• _Text passage_

Last week the Kluge Center issued our annual call for applications for the David B. Larson Fellowship in Health and Spirituality. This unique fellowship supports research on the connection between religion, spirituality and health, whether it be physical, mental or social health. Made possible by a generous endowment from the International Center for the Integration of Health and Spirituality (ICIHS), the fellowship is named in honor of the Center’s late founder, David B. Larson, an epidemiologist and psychiatrist who focused on the understudied factors that can help prevent, cope with, and recover from illness.
What research at the Library of Congress can be done under the Larson Fellowship? Over the years a number of scholars have submitted innovative proposals that examine how religion and spirituality intersect with medicine, using the Library of Congress collections.
Art, Healing and War Trauma
Last year’s Larson Fellow, Tara Tappert, researched arts and crafts making as a healing process for war trauma, drawing upon the Library’s World War I collections held by our Prints and Photographs Division and the veterans’ stories collected by the Veterans History Project. Her lecture at the Kluge Center revealed how arts and crafts were used to help veterans of World War I recover from severe war injuries, both physical injuries and the mental traumas of war.
Mental Illness and Spiritual Healers in Brazil
In 2014, historian Manuella Meyer examined narratives of madness and concepts of mental illness in Rio de Janeiro during the 19th and early 20th centuries. In particular she probed how and why Brazilian psychiatrists categorized African spiritualist healers—called candomblé healers—as insane during this period as part of the nation’s efforts to modernize and westernize. She presented a lecture on her work in March 2014 titled “Psychiatry and Brazilian Republicanism, 1889-1930.” She is currently working on a book based on her research, titled “National Melancholia: Madness, State and Society, 1808-1930.”

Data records

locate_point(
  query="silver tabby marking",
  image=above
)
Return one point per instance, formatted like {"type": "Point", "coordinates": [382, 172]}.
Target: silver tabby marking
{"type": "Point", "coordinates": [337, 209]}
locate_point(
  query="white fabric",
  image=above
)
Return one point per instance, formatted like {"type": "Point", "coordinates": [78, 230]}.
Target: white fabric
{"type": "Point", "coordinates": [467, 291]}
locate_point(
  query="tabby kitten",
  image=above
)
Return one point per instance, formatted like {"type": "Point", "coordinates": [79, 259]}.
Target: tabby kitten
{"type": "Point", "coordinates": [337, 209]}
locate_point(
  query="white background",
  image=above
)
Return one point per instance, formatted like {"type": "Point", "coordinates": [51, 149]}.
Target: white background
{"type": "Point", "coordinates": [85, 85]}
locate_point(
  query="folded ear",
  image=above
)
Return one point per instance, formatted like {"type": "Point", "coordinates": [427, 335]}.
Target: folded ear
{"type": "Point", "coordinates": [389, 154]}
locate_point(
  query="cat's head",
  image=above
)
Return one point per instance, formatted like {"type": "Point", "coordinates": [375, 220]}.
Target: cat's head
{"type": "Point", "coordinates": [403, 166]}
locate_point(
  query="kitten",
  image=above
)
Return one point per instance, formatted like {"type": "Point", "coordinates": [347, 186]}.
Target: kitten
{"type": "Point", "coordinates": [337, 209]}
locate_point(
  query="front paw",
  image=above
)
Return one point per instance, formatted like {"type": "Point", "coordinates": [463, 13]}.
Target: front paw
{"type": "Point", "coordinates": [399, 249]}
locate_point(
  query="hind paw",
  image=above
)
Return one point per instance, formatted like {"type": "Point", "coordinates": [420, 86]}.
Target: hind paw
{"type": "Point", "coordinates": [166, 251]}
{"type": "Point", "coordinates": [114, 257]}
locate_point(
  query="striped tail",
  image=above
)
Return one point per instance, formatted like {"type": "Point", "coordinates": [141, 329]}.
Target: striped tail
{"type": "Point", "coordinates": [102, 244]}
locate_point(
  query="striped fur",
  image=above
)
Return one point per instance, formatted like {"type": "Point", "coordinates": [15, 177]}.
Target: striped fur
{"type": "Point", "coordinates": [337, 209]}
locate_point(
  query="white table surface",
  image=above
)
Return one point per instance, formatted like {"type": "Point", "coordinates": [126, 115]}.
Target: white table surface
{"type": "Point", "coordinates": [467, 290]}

==

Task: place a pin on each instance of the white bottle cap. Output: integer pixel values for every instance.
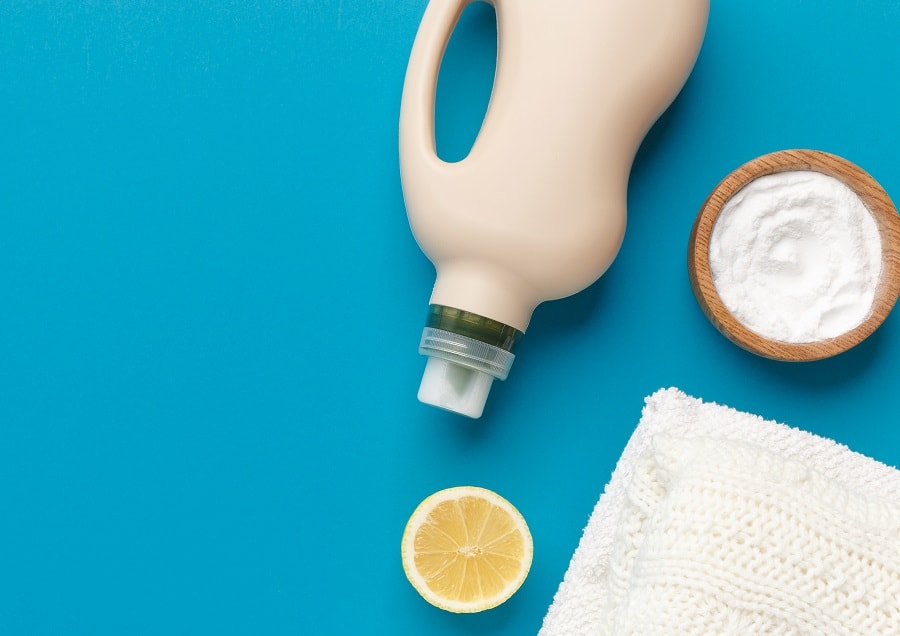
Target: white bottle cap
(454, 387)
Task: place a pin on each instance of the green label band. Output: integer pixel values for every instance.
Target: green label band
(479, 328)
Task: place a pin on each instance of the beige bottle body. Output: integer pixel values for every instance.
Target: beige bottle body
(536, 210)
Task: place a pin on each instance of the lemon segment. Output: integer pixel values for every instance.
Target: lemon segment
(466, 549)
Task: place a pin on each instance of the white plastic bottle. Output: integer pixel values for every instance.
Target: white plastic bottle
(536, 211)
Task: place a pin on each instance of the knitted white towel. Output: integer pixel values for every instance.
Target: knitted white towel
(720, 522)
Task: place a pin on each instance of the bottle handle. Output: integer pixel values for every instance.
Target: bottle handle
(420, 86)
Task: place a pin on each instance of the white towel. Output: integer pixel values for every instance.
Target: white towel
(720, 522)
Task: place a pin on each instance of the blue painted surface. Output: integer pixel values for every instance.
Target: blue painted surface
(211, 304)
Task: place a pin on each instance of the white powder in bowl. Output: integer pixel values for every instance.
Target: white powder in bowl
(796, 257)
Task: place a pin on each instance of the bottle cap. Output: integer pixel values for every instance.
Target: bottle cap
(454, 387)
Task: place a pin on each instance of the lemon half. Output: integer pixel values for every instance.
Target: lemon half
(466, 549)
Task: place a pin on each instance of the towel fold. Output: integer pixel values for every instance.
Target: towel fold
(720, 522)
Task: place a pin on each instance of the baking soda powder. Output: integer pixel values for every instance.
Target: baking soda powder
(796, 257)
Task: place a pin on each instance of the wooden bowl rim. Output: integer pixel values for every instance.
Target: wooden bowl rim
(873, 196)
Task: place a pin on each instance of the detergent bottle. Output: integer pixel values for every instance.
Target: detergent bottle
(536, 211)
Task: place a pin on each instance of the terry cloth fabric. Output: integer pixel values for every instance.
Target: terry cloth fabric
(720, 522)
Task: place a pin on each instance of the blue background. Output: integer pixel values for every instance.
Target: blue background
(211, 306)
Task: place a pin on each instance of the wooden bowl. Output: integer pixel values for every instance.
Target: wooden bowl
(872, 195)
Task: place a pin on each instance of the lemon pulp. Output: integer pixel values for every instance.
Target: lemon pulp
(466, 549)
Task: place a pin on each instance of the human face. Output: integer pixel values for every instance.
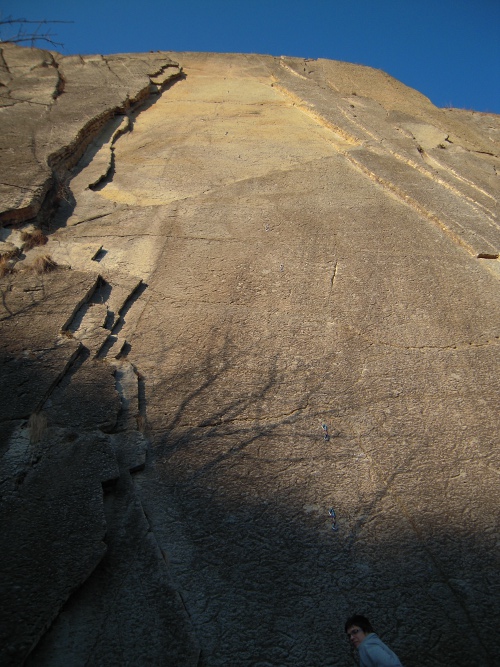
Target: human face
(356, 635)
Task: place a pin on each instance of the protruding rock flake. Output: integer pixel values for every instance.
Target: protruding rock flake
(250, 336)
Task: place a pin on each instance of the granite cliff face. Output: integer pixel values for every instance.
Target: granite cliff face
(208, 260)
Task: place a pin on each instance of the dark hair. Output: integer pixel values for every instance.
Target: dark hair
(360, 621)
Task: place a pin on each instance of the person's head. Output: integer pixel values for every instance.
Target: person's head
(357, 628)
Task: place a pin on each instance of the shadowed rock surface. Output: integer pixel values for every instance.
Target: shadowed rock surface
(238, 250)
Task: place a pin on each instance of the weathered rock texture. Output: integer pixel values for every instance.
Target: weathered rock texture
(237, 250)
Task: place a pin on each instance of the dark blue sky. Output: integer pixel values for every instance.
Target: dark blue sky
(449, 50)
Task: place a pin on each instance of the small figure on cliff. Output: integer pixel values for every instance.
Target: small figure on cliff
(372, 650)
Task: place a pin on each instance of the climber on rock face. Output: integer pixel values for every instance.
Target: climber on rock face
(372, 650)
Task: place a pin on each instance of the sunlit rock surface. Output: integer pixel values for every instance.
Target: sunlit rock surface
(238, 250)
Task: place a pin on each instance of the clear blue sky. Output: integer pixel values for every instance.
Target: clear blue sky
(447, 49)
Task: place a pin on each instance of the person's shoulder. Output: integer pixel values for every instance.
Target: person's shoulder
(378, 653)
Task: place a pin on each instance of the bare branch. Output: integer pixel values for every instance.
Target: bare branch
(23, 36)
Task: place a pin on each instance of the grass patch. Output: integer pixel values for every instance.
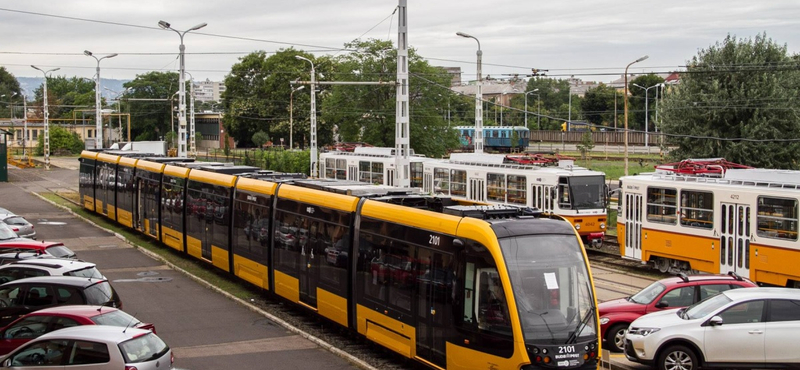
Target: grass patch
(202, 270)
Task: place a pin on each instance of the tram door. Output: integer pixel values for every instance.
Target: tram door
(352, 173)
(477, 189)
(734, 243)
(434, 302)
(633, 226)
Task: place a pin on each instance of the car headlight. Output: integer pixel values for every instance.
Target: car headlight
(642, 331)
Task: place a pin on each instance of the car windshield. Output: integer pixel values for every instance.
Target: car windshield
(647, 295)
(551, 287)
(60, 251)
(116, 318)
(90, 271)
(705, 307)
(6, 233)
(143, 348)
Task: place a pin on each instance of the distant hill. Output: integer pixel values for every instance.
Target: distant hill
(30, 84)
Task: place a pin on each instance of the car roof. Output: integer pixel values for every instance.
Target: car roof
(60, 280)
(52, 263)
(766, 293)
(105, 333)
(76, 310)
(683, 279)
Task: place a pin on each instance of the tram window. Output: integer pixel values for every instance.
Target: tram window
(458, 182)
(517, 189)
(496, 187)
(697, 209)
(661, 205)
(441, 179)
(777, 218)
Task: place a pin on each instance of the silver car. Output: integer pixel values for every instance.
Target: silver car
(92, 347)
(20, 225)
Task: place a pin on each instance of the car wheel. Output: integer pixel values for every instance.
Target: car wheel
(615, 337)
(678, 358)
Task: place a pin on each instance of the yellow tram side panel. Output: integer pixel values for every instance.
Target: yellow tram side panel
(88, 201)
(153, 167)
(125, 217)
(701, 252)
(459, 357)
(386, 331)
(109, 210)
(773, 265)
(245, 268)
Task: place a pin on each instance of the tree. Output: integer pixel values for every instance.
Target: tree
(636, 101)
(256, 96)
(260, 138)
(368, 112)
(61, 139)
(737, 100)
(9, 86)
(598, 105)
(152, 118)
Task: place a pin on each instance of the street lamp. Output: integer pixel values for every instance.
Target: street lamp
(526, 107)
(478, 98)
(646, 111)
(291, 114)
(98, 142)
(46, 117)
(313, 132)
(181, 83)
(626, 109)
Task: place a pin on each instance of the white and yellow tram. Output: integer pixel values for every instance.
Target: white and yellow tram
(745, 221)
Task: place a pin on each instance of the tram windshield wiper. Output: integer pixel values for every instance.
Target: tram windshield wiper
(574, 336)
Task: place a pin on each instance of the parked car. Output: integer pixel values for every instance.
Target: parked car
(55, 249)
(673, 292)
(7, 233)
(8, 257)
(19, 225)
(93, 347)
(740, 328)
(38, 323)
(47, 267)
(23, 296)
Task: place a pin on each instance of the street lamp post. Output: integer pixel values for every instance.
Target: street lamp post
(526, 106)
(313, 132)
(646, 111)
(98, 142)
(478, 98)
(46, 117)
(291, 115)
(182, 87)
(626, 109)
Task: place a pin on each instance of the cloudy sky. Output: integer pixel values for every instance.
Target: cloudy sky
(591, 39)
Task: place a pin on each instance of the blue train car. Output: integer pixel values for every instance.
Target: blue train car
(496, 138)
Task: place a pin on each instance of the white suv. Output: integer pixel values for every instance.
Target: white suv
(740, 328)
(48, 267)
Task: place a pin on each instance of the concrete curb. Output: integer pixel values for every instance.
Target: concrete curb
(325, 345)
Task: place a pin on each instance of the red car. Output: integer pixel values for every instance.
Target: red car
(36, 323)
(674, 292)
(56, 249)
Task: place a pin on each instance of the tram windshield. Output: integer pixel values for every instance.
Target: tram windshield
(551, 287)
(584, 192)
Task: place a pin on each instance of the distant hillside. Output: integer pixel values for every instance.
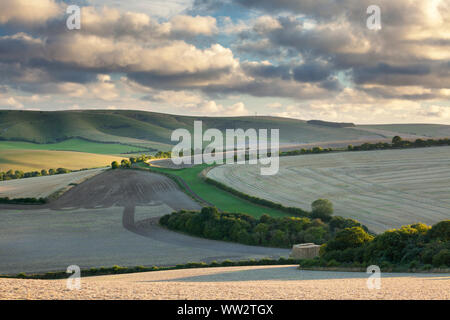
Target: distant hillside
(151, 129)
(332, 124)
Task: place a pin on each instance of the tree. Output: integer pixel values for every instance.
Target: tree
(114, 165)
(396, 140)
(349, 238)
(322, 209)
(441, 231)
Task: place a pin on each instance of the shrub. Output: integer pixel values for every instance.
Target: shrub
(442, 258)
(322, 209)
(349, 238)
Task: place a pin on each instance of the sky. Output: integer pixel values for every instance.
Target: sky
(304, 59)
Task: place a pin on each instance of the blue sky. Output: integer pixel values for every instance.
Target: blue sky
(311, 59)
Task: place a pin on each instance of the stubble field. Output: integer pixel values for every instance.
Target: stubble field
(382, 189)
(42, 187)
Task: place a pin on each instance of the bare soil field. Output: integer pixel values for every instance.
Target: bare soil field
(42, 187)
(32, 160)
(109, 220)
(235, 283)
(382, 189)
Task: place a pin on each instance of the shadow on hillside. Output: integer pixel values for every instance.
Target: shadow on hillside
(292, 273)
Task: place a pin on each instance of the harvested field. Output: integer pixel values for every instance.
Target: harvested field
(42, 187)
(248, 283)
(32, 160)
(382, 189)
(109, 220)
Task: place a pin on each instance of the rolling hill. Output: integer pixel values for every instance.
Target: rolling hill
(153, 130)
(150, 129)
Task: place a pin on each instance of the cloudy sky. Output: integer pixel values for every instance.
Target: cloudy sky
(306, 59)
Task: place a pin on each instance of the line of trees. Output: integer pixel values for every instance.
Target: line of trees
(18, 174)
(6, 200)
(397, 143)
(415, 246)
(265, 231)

• _Using the information_
(1) Reproduce word for word everything in the passage on the Larson Fellowship from "Last week the" down to "recover from illness.".
(2) In the passage on the Larson Fellowship, what was the title of the lecture Manuella Meyer gave in March 2014?
(3) Write what comes next in the passage on the Larson Fellowship, picking up after its final sentence.
The records play no part in this work.

• _Answer list_
(1)
Last week the Kluge Center issued our annual call for applications for the David B. Larson Fellowship in Health and Spirituality. This unique fellowship supports research on the connection between religion, spirituality and health, whether it be physical, mental or social health. Made possible by a generous endowment from the International Center for the Integration of Health and Spirituality (ICIHS), the fellowship is named in honor of the Center’s late founder, David B. Larson, an epidemiologist and psychiatrist who focused on the understudied factors that can help prevent, cope with, and recover from illness.

(2) "Psychiatry and Brazilian Republicanism, 1889-1930."

(3)
Irony and Medicine
Dr. Farr Curlin was the Larson Fellow at the Kluge Center in 2012. An associate professor of medicine at the University of Chicago’s School of Medicine, and the university’s co-director of the Program on Medicine and Religion, at the Kluge Center Curlin researched irony and its place in the practice of medicine. His lecture, “Of All the Physicians is There a Physician? Irony in the Practice of Medicine,” explored questions physicians have about their own practice, as well as the resources that can provide aid to those issues, such as religion.
Folk Beliefs and Healing
Larson Fellow Fayth Parks used the Library’s collections to study folk healing, mental health and spirituality in 2009-2010. Her research led to an article in Ashe To Amen: African Americans And Biblical Imagery titled “Frames of Mind: Biblical Imagery, Positive Psychology of African Americans and Gullah Geechee Sea Island People and Their Culture.” Parks returned to the Kluge Center in 2015 for our first-ever #ScholarFest, where she participated in a “lightning conversation” with neurobiologist Philip Gold on the effects of culture and environment on psychological treatments and biology.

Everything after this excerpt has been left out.